> [EXCERPTED PASSAGE]:
══════

For the uninitiated, these two guys had a country band for many
years called The Desert Rose Band, in which they scored numerous top
ten hits and two Grammy nominations. But the rose wilted about two
years ago, and Pedersen has gone back to his bluegrass roots playing
banjo in the Laurel Canyon Ramblers. Hillman was a founding member
of The Byrds and the influential country-rock band The Flying
Burrito Brothers. Pedersen also played with Jackson Browne, Emmylou
Harris, and Linda Ronstadt along with the short-lived bluegrass band
from the early 80's called Here Today, with David Grisman and Vince
Gill. On Bakersfield Bound they've gone back and recaptured the
authentic Bakersfield sound of the late 50s and early 60s, a sound
made renowned by Buck Owens and Merle Haggard.
There are 14 tunes on Bakersfield Bound, with everyone
except the title cut, which was written by Hillman, being about
heartbreak, the reason for which country music exists. All but the
final two songs are old time classics, and in the tradition of that
era, only two of the songs are longer than three minutes in length.
Hillman and Pedersen's harmonies are tight as a glove, being very
reminiscent of the Everly Brothers, The Burritos, and Desert Rose.

══════

> [INPUT ROWS]:
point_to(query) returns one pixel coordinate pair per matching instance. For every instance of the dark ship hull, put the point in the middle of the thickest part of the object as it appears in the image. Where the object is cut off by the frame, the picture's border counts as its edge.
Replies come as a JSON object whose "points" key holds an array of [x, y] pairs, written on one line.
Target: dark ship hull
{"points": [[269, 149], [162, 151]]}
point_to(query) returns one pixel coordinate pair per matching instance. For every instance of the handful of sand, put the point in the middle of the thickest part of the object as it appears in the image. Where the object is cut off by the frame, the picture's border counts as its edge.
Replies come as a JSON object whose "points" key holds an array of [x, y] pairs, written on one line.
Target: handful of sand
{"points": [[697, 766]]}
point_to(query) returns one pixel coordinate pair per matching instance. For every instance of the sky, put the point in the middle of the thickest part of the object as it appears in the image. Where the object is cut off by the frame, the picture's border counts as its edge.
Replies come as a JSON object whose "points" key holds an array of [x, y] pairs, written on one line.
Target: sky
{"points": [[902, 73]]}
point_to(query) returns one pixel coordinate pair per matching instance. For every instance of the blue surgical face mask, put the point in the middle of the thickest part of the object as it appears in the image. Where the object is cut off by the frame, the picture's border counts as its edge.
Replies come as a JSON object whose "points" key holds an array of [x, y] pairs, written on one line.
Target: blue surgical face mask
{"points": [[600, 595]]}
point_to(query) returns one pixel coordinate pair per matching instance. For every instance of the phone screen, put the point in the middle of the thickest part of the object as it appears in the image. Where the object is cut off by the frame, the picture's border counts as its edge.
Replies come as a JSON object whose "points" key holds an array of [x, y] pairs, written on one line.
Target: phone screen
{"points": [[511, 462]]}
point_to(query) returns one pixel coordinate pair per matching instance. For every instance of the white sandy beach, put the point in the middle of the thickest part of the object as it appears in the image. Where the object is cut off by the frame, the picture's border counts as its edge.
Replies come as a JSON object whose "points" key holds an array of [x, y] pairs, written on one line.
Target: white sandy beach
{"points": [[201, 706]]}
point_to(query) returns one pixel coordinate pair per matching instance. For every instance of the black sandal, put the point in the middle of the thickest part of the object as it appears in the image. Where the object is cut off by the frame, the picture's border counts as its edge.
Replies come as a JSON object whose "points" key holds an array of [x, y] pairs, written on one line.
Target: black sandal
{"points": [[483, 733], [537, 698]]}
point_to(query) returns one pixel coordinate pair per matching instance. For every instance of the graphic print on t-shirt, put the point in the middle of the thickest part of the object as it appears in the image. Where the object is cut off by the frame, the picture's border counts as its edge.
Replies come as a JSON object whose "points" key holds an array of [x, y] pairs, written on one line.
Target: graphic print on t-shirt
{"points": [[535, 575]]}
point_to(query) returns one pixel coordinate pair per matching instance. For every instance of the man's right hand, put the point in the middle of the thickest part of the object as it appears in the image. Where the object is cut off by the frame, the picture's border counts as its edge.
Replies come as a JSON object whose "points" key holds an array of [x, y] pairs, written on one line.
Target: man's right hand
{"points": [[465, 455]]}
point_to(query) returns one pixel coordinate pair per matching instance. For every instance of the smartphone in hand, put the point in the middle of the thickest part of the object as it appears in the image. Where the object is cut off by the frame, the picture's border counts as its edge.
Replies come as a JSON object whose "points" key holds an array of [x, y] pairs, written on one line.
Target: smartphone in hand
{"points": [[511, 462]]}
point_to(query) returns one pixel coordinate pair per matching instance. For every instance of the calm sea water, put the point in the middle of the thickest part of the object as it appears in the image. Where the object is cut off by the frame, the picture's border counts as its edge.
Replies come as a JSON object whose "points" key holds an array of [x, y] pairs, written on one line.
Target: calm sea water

══════

> [WHAT TO DO]:
• A. Rewrite the album review's paragraph beginning "There are 14 tunes" as a short bulleted list that keeps its main facts.
• B. State how many lines of the rows contain the string "ship". Give only the number.
The album review and the rows come from separate, unrelated sources.

> [EXERCISE RESULTS]:
• A.
- Bakersfield Bound has 14 tunes.
- Every song except the title cut, which Hillman wrote, is about heartbreak.
- All but the final two songs are old-time classics.
- In keeping with that era, only two songs run longer than three minutes.
- Hillman and Pedersen's tight harmonies recall the Everly Brothers, The Burritos, and Desert Rose.

• B. 2